→ What you are asked to do: Find every line below that contains the word "above" and copy it out.

→ Spatial localization data:
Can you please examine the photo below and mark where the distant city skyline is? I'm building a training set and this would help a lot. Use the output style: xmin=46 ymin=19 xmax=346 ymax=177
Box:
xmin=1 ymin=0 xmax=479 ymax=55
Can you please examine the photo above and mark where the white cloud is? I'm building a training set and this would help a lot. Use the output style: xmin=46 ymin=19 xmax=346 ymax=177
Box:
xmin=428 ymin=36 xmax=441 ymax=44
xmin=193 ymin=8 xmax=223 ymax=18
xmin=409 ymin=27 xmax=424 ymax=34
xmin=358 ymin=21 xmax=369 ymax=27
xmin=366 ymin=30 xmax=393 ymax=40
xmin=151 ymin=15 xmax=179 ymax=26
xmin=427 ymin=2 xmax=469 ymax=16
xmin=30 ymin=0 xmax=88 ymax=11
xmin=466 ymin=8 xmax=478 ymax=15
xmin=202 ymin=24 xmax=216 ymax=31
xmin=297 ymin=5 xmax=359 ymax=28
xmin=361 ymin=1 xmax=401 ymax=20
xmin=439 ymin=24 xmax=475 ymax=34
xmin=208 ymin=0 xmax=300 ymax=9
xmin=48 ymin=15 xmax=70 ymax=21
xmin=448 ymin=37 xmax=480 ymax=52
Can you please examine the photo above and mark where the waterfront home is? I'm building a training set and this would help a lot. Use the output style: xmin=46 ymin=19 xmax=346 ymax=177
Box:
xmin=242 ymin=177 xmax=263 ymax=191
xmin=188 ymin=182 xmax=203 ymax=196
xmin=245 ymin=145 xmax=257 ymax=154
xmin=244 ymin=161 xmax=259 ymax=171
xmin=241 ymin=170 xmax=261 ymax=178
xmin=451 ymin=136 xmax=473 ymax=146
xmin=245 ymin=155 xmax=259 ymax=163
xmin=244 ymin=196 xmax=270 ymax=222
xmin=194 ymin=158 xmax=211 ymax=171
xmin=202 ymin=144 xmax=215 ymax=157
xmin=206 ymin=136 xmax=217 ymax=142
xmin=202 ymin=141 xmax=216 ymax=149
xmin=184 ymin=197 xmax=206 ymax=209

→ Task result:
Can you please examine the photo above and mark where the white cloud is? I'm building a training set and this would help a lot. Use the output style: xmin=46 ymin=19 xmax=346 ymax=177
Can you please examine the photo above and mark where the waterfront home is? I'm building a training set and this would help a lot. Use the output style: xmin=46 ymin=19 xmax=346 ymax=177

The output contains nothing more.